-- Do this --
Set down exactly the lines from the one containing "the form (141,15);" through the last line of the records below, both included, and nothing else.
☆ ☆ ☆ ☆ ☆
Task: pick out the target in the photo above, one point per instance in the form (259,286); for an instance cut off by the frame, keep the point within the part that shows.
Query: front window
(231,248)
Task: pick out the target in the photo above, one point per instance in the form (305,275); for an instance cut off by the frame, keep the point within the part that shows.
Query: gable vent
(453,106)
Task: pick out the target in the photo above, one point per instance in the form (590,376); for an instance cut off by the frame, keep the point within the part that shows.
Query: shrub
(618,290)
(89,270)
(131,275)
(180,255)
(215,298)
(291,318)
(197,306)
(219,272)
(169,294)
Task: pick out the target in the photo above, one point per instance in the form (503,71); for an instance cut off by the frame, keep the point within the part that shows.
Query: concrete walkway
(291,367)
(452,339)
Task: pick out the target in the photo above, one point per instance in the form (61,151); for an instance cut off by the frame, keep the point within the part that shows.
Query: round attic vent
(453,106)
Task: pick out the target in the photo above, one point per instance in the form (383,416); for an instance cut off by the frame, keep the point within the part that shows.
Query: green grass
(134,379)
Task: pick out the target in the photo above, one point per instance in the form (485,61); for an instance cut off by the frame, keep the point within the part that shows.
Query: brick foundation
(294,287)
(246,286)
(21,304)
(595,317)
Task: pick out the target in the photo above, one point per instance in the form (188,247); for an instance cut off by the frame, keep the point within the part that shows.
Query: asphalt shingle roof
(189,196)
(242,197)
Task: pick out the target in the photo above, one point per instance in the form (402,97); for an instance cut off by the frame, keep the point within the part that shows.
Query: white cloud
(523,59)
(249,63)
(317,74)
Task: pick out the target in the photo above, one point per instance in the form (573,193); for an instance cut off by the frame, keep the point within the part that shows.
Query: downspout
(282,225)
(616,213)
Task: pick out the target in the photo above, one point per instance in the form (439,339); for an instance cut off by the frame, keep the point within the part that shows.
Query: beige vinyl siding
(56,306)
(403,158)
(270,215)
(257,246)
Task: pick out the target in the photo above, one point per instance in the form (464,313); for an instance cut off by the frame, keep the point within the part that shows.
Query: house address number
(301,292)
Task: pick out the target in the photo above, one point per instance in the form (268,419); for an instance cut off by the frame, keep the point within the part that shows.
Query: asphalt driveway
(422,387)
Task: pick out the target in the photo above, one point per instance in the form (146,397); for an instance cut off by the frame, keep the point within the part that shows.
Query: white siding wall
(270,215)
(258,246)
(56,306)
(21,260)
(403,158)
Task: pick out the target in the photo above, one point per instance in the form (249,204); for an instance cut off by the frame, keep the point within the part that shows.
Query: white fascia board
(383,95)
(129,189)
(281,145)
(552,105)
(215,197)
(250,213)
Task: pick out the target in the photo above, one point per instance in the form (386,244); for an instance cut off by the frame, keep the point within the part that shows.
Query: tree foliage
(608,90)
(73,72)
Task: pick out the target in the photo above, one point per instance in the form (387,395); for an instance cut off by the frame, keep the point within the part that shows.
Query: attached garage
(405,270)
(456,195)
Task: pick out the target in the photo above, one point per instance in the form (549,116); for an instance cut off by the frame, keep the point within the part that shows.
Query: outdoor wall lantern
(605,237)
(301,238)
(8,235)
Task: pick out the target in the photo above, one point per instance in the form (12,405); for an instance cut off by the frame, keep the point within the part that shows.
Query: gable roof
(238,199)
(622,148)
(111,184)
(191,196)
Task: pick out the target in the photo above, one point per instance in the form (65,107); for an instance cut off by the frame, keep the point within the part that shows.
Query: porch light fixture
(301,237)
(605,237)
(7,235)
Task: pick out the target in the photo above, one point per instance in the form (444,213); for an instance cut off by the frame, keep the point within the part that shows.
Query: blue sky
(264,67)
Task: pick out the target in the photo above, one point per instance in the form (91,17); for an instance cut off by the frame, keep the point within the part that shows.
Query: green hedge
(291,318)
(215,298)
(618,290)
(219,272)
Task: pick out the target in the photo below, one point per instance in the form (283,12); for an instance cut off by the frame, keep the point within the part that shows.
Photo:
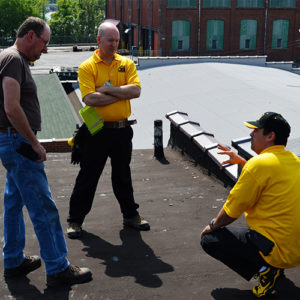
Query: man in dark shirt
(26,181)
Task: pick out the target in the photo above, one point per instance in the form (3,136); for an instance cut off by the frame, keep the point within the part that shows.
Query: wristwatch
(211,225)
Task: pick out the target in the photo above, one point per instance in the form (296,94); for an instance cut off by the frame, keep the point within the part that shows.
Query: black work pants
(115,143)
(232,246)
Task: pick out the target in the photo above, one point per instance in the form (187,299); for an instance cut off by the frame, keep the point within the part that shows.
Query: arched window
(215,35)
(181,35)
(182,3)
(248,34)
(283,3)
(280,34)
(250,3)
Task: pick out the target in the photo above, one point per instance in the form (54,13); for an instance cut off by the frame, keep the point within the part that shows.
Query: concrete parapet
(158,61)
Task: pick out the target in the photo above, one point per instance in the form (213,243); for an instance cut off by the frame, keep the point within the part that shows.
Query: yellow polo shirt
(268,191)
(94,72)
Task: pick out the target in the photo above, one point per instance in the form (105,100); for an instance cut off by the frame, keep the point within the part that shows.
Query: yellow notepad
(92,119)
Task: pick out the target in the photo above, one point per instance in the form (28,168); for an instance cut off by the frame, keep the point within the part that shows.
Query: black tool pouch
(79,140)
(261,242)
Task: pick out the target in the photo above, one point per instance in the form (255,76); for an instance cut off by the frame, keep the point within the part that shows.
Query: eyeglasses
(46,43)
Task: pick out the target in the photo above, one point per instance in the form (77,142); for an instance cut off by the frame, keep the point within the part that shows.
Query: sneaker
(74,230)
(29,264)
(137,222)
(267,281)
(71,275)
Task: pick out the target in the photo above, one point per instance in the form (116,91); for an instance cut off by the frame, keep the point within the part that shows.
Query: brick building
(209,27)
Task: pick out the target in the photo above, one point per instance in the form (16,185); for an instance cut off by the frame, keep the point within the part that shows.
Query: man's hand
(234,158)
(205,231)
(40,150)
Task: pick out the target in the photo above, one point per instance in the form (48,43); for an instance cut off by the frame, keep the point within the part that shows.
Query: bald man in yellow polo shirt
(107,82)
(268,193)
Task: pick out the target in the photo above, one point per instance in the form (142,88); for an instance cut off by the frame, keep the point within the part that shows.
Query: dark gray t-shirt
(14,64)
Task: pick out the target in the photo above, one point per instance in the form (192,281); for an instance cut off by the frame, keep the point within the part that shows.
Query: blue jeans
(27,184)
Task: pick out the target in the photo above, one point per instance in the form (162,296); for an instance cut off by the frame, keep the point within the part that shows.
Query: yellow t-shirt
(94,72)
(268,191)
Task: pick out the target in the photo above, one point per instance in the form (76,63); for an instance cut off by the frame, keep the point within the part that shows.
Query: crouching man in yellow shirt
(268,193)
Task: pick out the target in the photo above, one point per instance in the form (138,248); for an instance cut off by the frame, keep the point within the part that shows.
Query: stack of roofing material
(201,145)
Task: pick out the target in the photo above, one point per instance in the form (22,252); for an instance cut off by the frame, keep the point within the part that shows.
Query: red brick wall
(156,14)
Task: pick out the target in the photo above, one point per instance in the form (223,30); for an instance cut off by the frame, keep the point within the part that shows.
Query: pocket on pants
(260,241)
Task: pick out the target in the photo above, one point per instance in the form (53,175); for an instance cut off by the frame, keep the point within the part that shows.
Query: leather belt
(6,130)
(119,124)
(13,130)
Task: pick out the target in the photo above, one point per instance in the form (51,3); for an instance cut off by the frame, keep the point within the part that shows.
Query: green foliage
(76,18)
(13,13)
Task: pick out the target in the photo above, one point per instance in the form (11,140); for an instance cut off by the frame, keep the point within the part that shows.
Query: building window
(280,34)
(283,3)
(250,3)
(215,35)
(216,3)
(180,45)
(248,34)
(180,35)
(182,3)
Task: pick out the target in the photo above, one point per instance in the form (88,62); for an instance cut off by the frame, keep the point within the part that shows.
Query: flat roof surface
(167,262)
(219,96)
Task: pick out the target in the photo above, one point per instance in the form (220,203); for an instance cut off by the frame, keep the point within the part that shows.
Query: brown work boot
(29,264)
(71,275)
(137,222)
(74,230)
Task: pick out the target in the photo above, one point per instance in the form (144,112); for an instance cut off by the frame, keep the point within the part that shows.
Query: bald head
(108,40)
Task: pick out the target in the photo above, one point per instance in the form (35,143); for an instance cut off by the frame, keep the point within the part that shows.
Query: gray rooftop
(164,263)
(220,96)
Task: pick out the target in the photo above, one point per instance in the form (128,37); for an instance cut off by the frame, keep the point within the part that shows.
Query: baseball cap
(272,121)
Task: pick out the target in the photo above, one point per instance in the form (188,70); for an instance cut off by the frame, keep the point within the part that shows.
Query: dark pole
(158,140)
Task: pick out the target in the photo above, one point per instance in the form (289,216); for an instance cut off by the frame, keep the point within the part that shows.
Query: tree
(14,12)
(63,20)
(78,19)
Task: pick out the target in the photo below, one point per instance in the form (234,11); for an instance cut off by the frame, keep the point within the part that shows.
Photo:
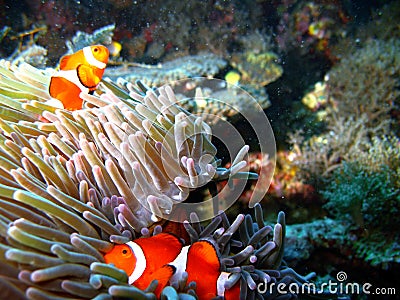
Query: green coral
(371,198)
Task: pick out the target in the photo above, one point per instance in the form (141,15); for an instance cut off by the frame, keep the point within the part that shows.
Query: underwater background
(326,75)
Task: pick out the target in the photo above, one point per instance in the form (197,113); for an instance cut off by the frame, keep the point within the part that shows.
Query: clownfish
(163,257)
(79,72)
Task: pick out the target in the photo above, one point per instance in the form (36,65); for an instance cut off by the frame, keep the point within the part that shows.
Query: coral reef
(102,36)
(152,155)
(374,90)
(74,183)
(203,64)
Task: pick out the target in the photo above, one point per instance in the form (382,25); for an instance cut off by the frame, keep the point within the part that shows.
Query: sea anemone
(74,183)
☆ ☆ ☆ ☆ ☆
-- Completed task --
Task: pick out the target in the photo above, one point per instance in the form (141,15); for an instance cut off by the frame, keep the point within the part that shows.
Query: underwater background
(326,75)
Task: pick out the target in the photo above, one point per instance in the form (197,113); for an instance cut off by the frame, keep the point within the part that shows.
Query: clownfish
(163,257)
(79,72)
Task: pick out the target in the photo above, one point per instance in the form (36,65); for an instance cut off by the frame, keep the point within the part that shows.
Query: coral reef
(102,36)
(152,155)
(374,90)
(74,183)
(203,64)
Task: pick out the target in the photo above, one point per instance in the form (382,25); for an instance cut off by the frame, keep the point within the part that shows.
Query: sea anemone
(74,183)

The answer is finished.